* Required task
Write out every record in full, exactly as written, please.

* Task data

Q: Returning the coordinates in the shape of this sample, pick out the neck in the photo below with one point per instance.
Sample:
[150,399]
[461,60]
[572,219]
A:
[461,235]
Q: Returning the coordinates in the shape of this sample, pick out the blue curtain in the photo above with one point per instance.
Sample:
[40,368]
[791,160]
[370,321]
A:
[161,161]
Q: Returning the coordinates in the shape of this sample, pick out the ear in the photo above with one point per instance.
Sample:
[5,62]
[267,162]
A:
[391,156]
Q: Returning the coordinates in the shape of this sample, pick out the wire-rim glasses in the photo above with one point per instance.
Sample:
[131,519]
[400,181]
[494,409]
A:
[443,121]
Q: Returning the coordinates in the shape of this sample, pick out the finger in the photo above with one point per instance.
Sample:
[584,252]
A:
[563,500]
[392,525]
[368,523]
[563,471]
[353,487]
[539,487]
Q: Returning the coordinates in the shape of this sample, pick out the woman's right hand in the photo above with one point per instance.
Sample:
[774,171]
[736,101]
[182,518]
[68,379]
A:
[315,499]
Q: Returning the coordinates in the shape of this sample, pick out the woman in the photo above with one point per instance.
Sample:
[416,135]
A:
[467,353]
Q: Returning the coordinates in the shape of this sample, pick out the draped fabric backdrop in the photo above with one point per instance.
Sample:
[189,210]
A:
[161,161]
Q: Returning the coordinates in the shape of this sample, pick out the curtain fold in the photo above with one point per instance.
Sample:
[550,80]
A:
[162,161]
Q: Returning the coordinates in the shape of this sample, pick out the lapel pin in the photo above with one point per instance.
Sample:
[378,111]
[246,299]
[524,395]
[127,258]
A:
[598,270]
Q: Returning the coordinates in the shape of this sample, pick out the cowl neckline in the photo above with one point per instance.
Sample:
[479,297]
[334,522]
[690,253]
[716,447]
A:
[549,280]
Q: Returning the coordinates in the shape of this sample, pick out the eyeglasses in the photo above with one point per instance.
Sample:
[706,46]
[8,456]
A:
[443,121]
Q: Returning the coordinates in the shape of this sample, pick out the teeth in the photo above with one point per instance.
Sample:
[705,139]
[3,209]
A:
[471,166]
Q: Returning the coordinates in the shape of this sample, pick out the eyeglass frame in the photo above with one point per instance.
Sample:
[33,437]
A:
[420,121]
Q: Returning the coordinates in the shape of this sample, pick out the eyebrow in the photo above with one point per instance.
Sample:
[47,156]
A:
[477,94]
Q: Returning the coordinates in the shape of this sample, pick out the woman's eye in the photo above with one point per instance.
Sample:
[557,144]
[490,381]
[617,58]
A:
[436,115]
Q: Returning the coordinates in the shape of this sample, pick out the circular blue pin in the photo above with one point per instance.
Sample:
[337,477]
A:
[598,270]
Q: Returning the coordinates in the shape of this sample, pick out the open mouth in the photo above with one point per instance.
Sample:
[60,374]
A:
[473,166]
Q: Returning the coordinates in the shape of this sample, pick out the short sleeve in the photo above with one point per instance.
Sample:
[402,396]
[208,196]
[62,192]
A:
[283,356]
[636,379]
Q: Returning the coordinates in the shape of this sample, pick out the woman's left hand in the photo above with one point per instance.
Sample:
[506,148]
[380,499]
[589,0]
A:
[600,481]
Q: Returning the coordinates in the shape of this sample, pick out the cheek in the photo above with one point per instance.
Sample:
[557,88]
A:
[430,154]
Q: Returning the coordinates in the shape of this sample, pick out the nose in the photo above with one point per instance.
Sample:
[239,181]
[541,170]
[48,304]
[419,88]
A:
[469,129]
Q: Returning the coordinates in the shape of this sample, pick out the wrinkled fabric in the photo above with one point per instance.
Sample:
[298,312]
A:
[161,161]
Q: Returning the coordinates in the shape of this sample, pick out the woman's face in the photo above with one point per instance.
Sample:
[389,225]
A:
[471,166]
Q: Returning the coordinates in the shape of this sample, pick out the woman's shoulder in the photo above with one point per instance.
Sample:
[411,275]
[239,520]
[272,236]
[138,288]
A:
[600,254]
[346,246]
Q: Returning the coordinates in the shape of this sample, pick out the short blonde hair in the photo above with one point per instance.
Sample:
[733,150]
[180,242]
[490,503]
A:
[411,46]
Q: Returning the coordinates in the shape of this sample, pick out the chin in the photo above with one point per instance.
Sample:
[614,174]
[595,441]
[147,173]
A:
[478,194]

* Correct output
Q: Returning the coordinates in the shape of this sample, pick out the neck in the photo below with one point per instance.
Sample:
[150,399]
[461,60]
[572,219]
A:
[461,235]
Q: Returning the coordinates in the shape of this sample, pick out the blue curtain in the photo above with one point per instance.
Sample:
[40,368]
[791,160]
[370,321]
A:
[161,161]
Q: Returning the coordinates in the shape of this sample, pick out the ear in the photo above with one point per instance.
Sample:
[5,62]
[267,162]
A:
[391,156]
Q: Returning the coordinates in the shape of this sample, pick out the wire-rim glasses in the photo above with one point per instance.
Sample:
[131,519]
[400,181]
[494,409]
A:
[443,121]
Q: Returning the coordinates in the shape of this sample, pick out the finger in the photo above with one point per instance.
Sample:
[584,252]
A:
[563,500]
[392,525]
[368,523]
[563,471]
[353,487]
[539,487]
Q: Returning the coordinates in the shape of this sample, pick out the woman's right hand in the photo above with one point per instance.
Sample:
[774,171]
[736,101]
[182,518]
[68,379]
A:
[315,499]
Q: Returning the coordinates in the shape of this sample, pick out the woman in the photo above with one point per instance.
Sample:
[416,135]
A:
[467,353]
Q: Returning the coordinates in the shape of this sample, pick out the draped fabric backdrop in the photo above with one point per instance.
Sample:
[189,210]
A:
[161,161]
Q: Returning the coordinates in the shape of this sample, pick out the curtain fold in the photo above with one point per instance.
Sample:
[550,80]
A:
[162,161]
Q: Returning the coordinates in the shape of this sample, pick out the lapel pin in the photo above with one point per instance.
Sample:
[378,111]
[246,299]
[524,395]
[127,258]
A:
[598,270]
Q: Returning the coordinates in the shape of this sample, pick out the cowl neckline in the photo above with one point per instance.
Sample:
[479,297]
[334,522]
[690,253]
[716,447]
A:
[549,280]
Q: Returning the coordinates in the shape of this sample, pick out the eyeglasses in the photo above with one point per instance.
Sample:
[706,46]
[8,456]
A:
[443,121]
Q: Returning the coordinates in the shape of this sample, pick out the teeth in the photo above with one point per instance.
Sample:
[705,139]
[3,209]
A:
[471,166]
Q: Returning the coordinates in the shape of this sample, pick out the eyeglass frame in the photo above with one point per instance.
Sample:
[33,437]
A:
[420,121]
Q: Returning the coordinates in the shape of this sample, pick out the eyebrow in the photo above with one point per instance.
Sample:
[47,156]
A:
[477,94]
Q: Returning the coordinates in the shape of this sample, pick out the woman's eye in the photo above with one point per instance.
Sample:
[557,144]
[490,381]
[617,58]
A:
[436,115]
Q: Returning the coordinates in the shape of this sample, pick out the circular blue pin in the photo above with one point per instance.
Sample:
[337,477]
A:
[598,270]
Q: Returning the coordinates in the shape of this sample, pick out the open mouth in the photo above with one point per instance.
Sample:
[60,374]
A:
[473,166]
Q: Returning the coordinates in the shape of this sample, pick out the short sleeve in the photo above with one point per instance.
Sample:
[402,396]
[208,196]
[62,192]
A:
[283,356]
[636,379]
Q: Returning the coordinates in the shape of this sample, pick out the woman's left hand in the photo above with one point per instance.
Sample:
[506,148]
[380,499]
[589,0]
A:
[600,481]
Q: Returning the coordinates in the shape of this sample, pick out the cheek in the photo above with one point per instance.
Sample:
[557,88]
A:
[430,154]
Q: Returning the coordinates in the shape of this sample, pick out the nose in the photo above with one point per instance.
Sample:
[239,181]
[541,170]
[48,304]
[419,88]
A:
[469,129]
Q: Returning the coordinates in the shape of this sample, pick out the wrinkled fabric in the photo above with one point per instance.
Sample:
[298,312]
A:
[161,161]
Q: Returning the coordinates in the shape of this sample, pick out the woman's face in the photo above with one point per instance.
Sample:
[389,225]
A:
[471,166]
Q: Returning the coordinates in the shape of this sample, pick out the woman's shoulder in the photo above with one point per instance.
Sample:
[411,275]
[239,520]
[272,236]
[138,288]
A:
[600,254]
[346,246]
Q: Returning the coordinates in the shape of this sample, pick out the short blonde hair in the photo above with one point per instance.
Sample:
[733,150]
[180,242]
[490,503]
A:
[411,46]
Q: Returning the coordinates in the shape of this sample, pick out the chin in the photo above with one point per instance.
Sample:
[614,174]
[595,441]
[147,173]
A:
[478,194]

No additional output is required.